# WHAT NEEDS TO BE DONE
In the article about snow falling above freezing, what simple question does the Mountain Rain or Snow project start with?

# EXTRACT PROVIDED
(begin)
A glimpse at the temperature during the next snowfall might surprise you: It may not actually be below freezing outside. Don’t worry, your thermometer isn’t broken, and you didn’t miss a memo about a change in the laws of physics. There’s a straightforward reason why it can snow above 32°F — though it does make it more challenging for meteorologists to forecast whether rain, snow, or something else will be falling from the sky during an upcoming precipitation event.
Before the big reveal, it’s worth mentioning how big of a deal this phenomenon really is, even beyond your snow-day plans. Scientists and water managers across broad geographic regions rely on accurate estimates of precipitation across the winter season. An inch of snow differs a lot from an inch of rain, and correctly identifying a precipitation phase (is it snowing, raining, or mixed?) isn’t as easy as adding a 32°F threshold to weather models and radar algorithms. Especially in the mountains, snowfall affects snowpack water storage, avalanche forecasting, flood predictions, and more. And no matter where you live, city planners want to know how their snowplow and salt truck fleets will be in demand.
Mountain Rain or Snow is a new citizen science project designed to alleviate this challenge for water managers and other hydrologic scientists. The project starts with a simple question: What is falling from the sky right now?
When hundreds or thousands of people share their response, the Mountain Rain or Snow team will be able to make better estimates of precipitation phase change and improve the assumptions on which satellite-based and model products make calculations. And you don’t have to be in the mountains to submit a response: Observers from anywhere snowy are invited to upload their observations!
Freezing rain and not-so-freezing snow
Water freezes at or below 32°F, but not instantly. Your water bottle doesn’t freeze solid the second you step outside, nor do your ice cubes melt the second they’re outside the freezer. That’s why regardless of what temperature it is on the ground, the temperature and other conditions higher in the atmosphere have a big impact on whether it’s raining or snowing.
Snow forms in upper layers of the atmosphere, which are generally colder than the boundary layer where we live, work, and play. But snow crystals have to fall through a lot of air before they reach us, and that air may be warmer or colder than where the crystals formed. When snow crystals fall through warmer air, they may melt and turn to rain — but only if it’s warm enough to melt them completely by the time they land.
Melt rates depend not just on temperature, but also on the humidity of the air. Think of how your own body responds to heat differently depending on how humid it is. When you sweat, water molecules on your skin transfer heat from your body to the water, which cools you down. When it’s less humid — “a dry heat” — those water molecules can more easily evaporate off your skin, making it much easier to cool off.
(end)
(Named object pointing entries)
(begin)
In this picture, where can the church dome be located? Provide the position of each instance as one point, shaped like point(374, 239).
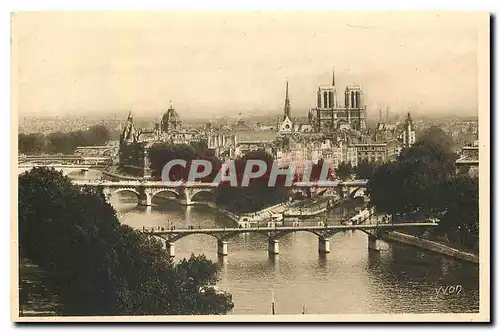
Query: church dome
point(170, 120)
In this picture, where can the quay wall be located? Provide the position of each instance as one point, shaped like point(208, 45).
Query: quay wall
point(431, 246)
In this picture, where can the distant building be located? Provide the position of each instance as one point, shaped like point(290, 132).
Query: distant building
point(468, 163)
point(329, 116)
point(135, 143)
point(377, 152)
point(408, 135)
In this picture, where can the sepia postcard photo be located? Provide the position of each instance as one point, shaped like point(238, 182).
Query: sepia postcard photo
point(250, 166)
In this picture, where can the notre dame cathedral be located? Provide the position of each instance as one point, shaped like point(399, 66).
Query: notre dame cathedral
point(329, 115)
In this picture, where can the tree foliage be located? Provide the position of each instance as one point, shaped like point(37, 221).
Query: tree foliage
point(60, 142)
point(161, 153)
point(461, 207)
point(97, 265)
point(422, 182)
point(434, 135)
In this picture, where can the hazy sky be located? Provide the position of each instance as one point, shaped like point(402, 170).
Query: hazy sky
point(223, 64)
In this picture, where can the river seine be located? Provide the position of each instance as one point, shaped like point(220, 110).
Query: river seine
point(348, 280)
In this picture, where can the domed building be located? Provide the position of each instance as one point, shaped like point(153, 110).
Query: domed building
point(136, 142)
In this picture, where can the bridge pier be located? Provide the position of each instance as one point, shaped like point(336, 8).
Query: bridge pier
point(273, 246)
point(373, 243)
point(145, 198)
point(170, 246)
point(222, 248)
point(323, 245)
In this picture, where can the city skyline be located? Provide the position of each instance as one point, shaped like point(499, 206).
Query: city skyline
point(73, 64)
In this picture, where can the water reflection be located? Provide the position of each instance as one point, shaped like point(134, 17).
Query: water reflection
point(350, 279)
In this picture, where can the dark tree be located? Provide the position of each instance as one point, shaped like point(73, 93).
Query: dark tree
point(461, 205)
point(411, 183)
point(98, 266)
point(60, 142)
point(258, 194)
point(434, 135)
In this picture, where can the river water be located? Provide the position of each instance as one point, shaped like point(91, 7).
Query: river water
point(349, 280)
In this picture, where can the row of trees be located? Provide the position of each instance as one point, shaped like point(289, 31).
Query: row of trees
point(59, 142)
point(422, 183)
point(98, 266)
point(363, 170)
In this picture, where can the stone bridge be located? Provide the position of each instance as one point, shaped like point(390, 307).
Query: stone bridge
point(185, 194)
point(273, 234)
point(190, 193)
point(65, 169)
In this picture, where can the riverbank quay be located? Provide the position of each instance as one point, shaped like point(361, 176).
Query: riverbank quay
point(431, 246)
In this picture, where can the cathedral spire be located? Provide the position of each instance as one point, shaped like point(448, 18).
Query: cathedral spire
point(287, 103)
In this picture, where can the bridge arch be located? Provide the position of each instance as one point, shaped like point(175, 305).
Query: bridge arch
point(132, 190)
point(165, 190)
(end)
(begin)
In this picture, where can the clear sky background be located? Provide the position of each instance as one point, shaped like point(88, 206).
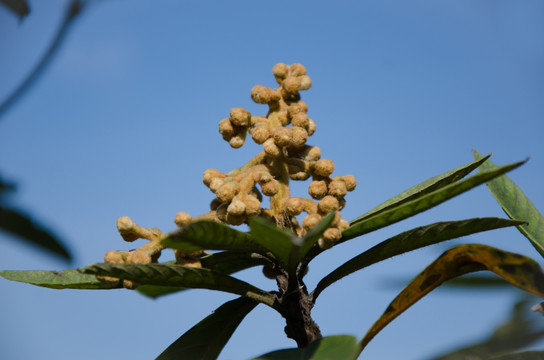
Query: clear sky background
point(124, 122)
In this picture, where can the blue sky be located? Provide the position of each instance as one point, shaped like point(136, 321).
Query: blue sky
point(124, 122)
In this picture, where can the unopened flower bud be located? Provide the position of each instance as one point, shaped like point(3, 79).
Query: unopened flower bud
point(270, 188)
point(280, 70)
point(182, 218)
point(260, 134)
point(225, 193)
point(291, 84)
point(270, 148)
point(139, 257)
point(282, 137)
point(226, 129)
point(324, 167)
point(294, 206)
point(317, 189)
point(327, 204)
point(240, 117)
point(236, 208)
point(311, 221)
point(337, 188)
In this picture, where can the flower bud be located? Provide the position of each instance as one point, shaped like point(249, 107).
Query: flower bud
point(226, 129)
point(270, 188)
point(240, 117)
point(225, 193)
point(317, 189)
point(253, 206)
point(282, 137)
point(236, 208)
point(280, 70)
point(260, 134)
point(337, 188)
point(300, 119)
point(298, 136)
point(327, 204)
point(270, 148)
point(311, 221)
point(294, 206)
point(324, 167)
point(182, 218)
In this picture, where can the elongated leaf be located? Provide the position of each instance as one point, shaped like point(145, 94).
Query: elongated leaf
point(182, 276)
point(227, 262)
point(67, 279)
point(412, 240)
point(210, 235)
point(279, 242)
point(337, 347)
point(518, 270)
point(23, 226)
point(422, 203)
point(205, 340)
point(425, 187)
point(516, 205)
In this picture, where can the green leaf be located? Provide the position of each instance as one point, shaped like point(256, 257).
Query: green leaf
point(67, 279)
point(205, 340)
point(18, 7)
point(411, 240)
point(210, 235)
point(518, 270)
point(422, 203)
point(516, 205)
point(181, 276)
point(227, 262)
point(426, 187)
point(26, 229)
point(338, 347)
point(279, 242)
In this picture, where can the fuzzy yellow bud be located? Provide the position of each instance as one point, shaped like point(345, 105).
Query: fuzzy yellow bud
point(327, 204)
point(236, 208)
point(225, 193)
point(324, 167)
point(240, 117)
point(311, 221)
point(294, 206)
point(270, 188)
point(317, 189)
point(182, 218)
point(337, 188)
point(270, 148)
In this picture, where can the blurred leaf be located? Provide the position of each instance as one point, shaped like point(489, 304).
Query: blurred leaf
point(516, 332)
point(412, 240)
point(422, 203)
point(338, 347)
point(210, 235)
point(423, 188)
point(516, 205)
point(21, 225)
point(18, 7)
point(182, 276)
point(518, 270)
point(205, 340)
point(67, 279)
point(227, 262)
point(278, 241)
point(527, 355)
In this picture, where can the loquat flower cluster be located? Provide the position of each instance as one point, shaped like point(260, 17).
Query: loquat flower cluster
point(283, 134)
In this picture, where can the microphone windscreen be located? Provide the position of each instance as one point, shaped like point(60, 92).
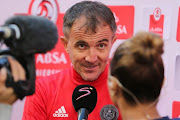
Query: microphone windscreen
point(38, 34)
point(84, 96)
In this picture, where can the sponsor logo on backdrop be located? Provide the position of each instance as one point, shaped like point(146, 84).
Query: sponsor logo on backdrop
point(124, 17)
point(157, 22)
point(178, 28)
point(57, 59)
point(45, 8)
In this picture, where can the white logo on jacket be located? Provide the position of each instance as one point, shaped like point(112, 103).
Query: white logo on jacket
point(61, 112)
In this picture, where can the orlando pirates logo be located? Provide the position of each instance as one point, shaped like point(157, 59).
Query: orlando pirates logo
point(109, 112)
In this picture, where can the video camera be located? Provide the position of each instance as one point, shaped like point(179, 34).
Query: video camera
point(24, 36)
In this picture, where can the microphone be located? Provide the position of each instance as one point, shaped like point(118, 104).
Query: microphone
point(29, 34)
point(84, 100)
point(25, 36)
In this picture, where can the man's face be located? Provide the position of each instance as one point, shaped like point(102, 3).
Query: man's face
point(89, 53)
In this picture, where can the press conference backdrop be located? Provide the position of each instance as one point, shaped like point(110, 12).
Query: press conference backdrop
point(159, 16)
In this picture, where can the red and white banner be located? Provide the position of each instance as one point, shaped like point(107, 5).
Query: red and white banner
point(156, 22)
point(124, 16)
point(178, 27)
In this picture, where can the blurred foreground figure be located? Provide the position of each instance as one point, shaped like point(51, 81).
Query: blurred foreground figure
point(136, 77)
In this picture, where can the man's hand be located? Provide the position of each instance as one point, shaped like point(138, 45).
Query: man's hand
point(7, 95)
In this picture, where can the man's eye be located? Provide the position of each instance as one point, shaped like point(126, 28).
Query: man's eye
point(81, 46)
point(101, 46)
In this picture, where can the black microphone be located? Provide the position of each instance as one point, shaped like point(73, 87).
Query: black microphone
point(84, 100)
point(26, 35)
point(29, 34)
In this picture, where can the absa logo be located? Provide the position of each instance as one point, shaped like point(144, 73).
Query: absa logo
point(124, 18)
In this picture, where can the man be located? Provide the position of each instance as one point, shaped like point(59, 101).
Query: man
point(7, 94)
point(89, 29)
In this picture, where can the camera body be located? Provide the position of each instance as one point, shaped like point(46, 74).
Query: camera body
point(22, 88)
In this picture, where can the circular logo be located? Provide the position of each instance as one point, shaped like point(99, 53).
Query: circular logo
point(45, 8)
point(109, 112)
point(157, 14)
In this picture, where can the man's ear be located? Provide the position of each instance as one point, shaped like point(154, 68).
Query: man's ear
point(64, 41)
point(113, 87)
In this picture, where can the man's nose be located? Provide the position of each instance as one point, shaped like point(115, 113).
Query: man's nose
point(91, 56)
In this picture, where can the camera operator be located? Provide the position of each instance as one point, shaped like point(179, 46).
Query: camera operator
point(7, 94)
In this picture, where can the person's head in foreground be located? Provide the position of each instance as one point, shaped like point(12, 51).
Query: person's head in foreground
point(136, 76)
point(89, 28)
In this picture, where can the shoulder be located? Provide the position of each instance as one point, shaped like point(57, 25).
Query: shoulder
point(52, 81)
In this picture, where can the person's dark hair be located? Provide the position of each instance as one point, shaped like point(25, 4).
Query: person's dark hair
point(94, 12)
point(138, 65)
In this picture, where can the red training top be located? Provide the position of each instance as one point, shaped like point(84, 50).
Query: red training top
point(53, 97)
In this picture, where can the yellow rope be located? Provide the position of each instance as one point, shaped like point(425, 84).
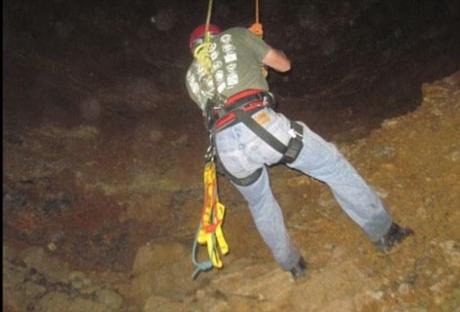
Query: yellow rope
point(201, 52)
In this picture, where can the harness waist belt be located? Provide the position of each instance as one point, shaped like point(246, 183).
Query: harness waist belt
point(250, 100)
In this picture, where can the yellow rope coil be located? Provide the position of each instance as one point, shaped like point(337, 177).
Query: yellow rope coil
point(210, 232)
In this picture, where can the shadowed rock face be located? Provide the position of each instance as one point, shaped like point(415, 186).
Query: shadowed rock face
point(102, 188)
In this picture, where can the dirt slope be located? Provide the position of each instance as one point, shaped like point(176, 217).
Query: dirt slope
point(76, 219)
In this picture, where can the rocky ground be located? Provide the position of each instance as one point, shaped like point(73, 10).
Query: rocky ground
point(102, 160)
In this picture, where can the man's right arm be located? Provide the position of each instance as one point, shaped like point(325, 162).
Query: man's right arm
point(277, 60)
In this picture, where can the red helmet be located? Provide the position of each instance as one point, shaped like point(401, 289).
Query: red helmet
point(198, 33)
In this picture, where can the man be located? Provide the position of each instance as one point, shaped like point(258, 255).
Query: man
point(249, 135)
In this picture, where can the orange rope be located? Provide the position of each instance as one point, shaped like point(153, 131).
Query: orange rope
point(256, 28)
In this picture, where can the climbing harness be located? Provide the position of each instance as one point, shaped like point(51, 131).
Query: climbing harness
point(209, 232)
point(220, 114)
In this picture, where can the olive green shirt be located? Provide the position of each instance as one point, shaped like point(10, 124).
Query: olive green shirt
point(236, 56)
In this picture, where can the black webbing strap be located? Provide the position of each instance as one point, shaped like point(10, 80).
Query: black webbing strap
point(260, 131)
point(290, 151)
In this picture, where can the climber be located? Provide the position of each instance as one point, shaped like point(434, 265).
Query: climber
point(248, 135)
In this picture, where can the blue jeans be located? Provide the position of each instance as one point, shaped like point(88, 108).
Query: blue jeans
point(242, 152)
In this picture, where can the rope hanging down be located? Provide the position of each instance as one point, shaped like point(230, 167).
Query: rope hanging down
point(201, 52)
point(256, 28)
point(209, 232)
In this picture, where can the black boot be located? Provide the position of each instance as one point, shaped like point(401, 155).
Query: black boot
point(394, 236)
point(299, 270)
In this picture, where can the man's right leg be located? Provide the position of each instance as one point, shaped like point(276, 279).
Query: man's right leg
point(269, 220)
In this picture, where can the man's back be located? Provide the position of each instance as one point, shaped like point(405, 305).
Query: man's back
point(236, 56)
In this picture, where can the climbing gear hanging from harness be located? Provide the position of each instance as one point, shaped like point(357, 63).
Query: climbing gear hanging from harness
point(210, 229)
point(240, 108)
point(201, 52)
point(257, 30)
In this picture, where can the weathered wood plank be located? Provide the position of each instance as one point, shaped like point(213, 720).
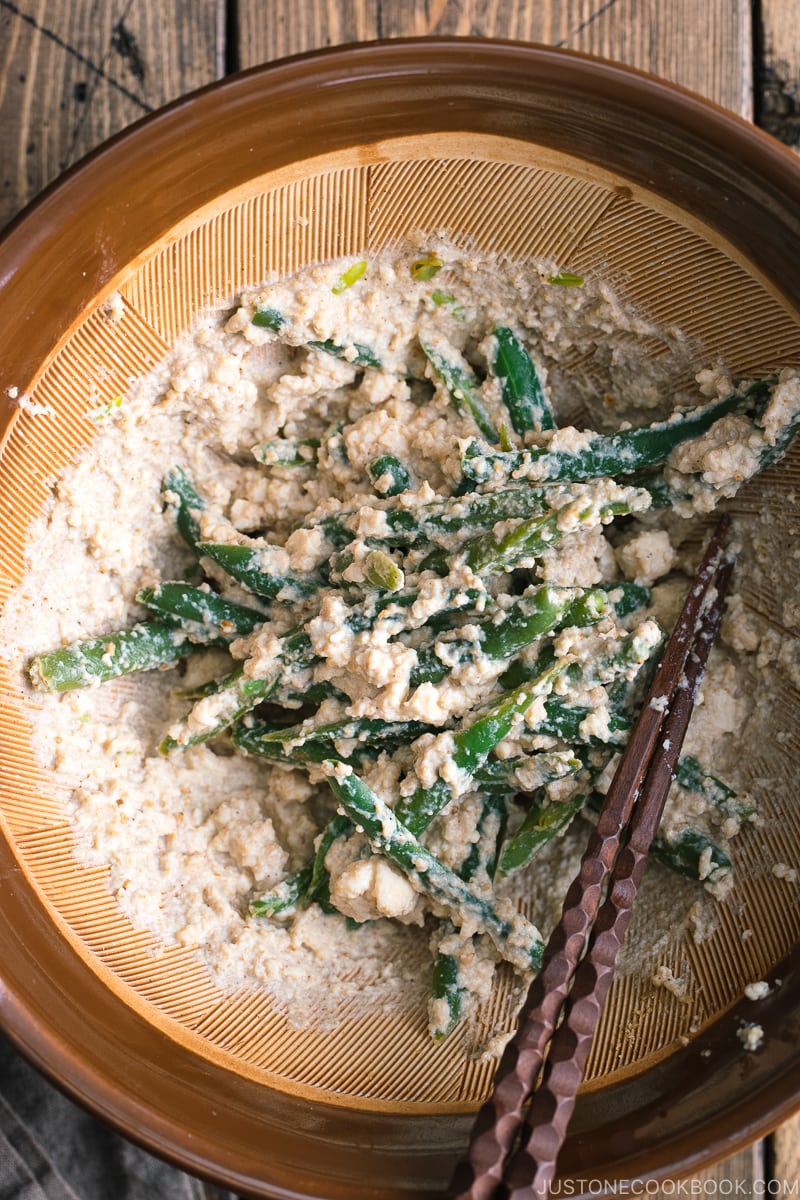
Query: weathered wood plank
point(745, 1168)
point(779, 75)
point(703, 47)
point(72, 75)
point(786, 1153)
(end)
(begin)
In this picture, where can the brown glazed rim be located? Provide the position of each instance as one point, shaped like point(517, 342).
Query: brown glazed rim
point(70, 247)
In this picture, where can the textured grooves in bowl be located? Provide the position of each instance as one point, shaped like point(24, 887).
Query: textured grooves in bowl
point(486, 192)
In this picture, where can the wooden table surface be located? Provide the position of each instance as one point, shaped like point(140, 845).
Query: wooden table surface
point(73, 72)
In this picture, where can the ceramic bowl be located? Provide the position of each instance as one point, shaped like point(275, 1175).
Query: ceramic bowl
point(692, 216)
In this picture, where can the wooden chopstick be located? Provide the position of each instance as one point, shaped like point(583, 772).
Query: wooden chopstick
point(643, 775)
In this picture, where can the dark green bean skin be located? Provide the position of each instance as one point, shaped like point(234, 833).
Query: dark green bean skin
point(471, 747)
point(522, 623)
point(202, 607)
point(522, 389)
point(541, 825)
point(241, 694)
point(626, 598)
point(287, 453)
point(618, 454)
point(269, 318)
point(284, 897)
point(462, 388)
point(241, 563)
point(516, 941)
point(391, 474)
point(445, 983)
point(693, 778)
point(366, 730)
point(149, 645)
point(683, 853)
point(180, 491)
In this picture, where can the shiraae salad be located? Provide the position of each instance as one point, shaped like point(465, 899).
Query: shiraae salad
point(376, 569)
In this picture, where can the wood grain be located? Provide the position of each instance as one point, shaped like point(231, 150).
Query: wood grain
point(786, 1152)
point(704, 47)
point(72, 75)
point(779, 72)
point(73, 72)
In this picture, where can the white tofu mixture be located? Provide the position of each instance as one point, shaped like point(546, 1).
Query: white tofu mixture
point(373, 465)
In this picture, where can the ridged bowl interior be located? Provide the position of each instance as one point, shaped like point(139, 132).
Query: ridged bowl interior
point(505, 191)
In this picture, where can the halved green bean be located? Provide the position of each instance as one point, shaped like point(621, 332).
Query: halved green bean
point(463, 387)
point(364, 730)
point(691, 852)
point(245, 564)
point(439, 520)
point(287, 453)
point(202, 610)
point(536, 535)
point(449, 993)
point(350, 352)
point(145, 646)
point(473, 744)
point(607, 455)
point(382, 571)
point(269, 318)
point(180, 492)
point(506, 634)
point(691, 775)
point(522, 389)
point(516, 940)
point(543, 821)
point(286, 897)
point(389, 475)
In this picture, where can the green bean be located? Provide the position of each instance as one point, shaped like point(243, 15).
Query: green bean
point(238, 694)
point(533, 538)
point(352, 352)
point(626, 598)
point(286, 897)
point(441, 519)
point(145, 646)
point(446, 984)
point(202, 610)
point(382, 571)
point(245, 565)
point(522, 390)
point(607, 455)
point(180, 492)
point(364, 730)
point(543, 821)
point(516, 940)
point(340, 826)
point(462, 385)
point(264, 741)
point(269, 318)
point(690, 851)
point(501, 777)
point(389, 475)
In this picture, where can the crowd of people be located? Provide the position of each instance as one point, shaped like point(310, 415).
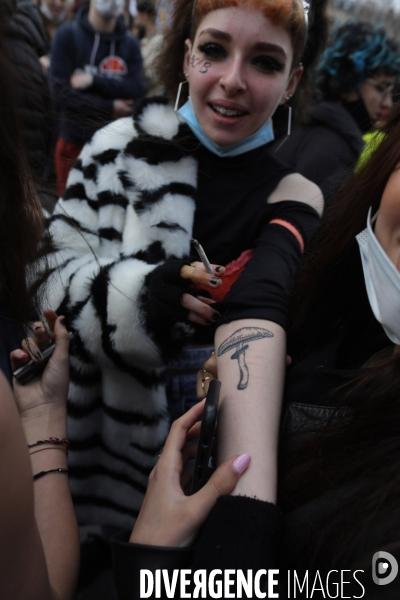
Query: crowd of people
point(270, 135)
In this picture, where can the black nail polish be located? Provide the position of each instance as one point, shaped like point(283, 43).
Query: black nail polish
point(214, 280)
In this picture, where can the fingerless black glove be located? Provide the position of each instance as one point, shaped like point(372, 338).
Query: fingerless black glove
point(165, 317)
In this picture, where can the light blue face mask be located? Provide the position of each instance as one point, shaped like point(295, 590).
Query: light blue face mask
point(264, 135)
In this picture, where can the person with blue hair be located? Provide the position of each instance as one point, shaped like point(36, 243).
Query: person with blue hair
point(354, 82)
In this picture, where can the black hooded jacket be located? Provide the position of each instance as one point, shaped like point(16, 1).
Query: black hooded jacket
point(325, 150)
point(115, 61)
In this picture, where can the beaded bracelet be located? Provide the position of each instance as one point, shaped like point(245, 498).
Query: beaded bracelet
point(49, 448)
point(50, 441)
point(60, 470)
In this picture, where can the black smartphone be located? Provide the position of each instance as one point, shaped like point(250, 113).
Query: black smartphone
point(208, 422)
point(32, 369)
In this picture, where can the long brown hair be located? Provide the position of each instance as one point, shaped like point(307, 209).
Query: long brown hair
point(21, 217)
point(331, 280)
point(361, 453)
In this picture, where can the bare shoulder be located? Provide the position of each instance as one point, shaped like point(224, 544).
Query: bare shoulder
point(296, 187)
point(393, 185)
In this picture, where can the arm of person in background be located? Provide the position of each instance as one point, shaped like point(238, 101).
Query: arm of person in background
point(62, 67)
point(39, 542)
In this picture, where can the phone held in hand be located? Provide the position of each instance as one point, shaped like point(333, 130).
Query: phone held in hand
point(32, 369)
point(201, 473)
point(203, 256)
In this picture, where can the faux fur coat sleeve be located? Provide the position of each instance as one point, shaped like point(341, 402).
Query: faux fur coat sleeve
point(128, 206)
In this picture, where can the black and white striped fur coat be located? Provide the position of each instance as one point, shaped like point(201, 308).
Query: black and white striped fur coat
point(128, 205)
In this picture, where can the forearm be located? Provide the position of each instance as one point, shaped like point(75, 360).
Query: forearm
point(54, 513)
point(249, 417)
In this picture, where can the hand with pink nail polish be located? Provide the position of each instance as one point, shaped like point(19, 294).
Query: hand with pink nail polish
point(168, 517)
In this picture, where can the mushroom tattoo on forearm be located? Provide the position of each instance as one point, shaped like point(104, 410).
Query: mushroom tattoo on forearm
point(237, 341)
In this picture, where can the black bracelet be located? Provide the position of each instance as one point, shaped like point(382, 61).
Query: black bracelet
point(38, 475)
(end)
# REPLY
What is falling from the sky right now?